How many lines of the material below contain the string "white"? Reply with the number alone.
★ ★ ★ ★
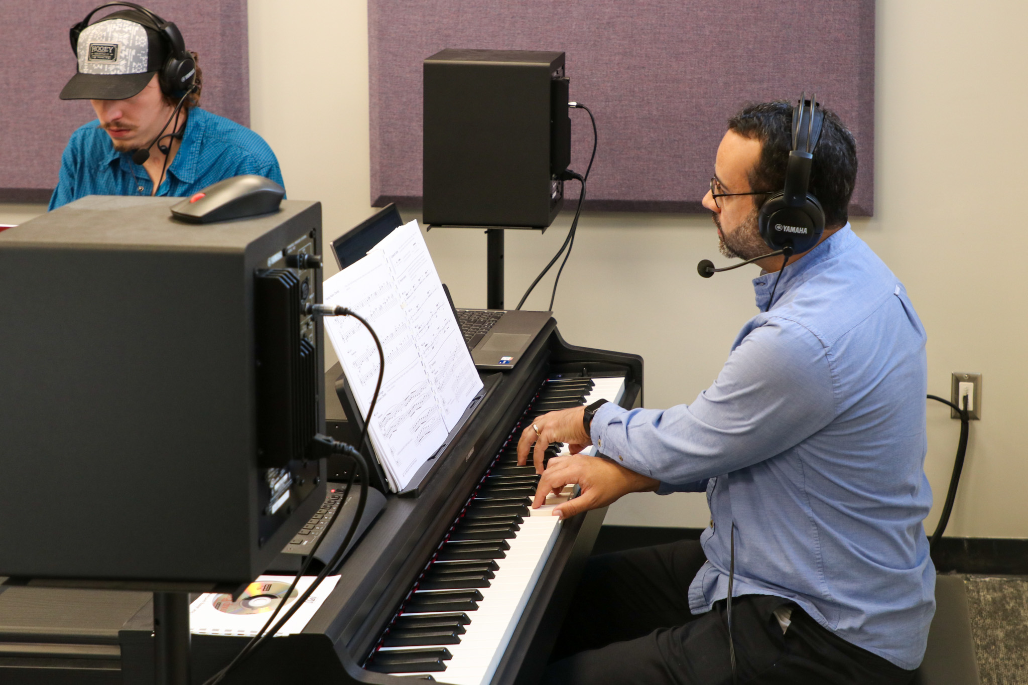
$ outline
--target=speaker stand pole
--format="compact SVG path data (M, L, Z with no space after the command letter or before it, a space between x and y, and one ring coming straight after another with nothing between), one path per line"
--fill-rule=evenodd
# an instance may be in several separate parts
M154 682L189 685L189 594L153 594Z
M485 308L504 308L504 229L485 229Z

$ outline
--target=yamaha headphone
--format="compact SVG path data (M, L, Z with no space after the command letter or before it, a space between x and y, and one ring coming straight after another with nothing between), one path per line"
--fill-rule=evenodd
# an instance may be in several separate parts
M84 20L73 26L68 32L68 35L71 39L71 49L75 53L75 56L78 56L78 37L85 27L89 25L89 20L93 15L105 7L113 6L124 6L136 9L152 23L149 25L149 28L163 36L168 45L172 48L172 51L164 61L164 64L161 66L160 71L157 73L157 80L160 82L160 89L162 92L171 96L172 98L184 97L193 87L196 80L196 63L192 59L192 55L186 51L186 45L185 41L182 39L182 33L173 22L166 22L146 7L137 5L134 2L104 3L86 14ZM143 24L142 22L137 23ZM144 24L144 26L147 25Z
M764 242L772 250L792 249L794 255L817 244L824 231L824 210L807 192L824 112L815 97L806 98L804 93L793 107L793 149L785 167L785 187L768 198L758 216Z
★ ★ ★ ★
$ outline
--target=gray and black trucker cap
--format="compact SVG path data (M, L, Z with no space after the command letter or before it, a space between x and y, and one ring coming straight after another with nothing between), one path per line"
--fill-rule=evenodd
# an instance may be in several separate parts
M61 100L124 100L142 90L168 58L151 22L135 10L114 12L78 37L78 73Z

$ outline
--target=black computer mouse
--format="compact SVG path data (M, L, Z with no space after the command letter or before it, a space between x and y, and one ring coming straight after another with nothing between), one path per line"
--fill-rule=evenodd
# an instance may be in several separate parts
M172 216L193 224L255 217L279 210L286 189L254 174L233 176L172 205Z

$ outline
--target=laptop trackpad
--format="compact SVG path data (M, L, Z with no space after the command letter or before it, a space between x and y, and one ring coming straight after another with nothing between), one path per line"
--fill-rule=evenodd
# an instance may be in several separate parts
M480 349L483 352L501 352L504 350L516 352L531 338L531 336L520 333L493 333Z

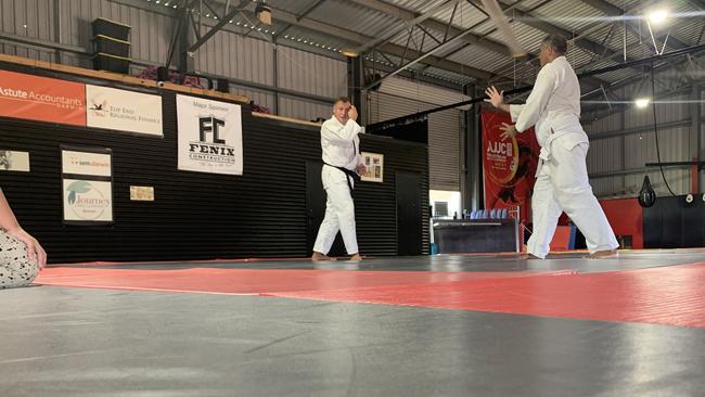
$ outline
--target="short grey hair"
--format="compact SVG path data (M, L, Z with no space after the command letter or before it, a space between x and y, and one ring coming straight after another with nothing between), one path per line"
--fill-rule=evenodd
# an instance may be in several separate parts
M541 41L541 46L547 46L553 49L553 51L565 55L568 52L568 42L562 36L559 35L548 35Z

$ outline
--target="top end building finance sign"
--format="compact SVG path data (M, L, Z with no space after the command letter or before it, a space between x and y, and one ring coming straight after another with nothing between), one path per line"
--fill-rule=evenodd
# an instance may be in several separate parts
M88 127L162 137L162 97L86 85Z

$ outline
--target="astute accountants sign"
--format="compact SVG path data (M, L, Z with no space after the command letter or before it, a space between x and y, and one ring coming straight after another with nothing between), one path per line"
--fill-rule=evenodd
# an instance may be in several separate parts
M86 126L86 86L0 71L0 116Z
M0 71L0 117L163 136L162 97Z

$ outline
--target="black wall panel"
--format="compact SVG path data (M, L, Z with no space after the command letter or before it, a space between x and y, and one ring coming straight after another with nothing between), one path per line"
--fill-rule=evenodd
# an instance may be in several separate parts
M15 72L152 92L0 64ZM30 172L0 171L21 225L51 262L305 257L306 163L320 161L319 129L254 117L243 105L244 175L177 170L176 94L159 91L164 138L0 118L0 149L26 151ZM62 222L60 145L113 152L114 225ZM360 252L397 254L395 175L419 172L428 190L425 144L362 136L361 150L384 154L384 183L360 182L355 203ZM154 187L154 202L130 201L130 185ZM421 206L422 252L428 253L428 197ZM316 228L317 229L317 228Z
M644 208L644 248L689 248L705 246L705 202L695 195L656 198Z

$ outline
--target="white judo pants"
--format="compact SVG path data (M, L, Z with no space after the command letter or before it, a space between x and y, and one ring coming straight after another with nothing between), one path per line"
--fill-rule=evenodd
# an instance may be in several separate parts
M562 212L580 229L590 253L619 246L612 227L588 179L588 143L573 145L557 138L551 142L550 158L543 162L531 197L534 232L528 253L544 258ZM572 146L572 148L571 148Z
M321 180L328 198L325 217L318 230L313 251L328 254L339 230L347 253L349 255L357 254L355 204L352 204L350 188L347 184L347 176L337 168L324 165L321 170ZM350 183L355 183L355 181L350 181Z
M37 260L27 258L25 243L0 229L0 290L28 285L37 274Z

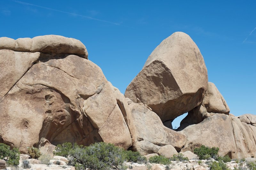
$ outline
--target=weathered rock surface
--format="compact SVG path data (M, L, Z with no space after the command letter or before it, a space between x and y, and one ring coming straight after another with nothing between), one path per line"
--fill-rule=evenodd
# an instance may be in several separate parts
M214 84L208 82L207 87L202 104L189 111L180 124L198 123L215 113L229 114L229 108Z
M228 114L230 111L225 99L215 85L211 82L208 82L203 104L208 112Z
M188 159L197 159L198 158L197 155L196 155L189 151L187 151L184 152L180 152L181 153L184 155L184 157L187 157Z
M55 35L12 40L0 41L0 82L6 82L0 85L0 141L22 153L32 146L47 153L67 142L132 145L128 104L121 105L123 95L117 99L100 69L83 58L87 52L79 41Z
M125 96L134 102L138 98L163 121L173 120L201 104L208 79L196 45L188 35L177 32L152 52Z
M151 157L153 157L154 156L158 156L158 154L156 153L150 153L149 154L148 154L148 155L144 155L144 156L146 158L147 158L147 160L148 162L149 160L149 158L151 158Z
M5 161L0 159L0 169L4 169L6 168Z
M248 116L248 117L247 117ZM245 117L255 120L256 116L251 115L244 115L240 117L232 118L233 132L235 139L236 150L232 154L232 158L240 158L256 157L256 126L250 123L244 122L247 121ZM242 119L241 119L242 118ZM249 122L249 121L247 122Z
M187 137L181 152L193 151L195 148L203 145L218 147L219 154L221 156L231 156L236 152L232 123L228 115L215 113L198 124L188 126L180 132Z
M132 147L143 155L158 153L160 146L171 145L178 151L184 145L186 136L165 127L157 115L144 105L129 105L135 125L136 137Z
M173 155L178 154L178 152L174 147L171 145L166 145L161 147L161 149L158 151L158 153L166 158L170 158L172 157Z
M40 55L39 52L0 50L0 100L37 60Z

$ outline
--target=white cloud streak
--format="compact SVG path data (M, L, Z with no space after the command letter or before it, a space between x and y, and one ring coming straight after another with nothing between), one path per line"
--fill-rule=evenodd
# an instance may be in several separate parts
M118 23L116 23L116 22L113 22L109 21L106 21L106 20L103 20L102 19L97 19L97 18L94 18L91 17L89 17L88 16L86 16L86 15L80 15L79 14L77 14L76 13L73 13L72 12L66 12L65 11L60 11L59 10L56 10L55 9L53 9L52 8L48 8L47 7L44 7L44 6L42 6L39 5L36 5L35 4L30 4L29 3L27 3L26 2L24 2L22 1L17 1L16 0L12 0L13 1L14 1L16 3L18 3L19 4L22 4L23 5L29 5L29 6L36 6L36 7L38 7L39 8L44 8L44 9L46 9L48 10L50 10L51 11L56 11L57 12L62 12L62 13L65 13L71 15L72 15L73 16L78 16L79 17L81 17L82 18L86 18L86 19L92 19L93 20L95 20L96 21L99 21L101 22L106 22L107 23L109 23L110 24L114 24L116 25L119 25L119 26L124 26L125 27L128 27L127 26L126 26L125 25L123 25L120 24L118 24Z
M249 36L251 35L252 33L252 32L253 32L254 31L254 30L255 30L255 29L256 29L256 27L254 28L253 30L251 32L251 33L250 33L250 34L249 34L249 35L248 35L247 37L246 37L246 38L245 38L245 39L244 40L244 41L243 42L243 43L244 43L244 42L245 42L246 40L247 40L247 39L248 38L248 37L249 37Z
★ ★ ★ ★
ANSWER BELOW
2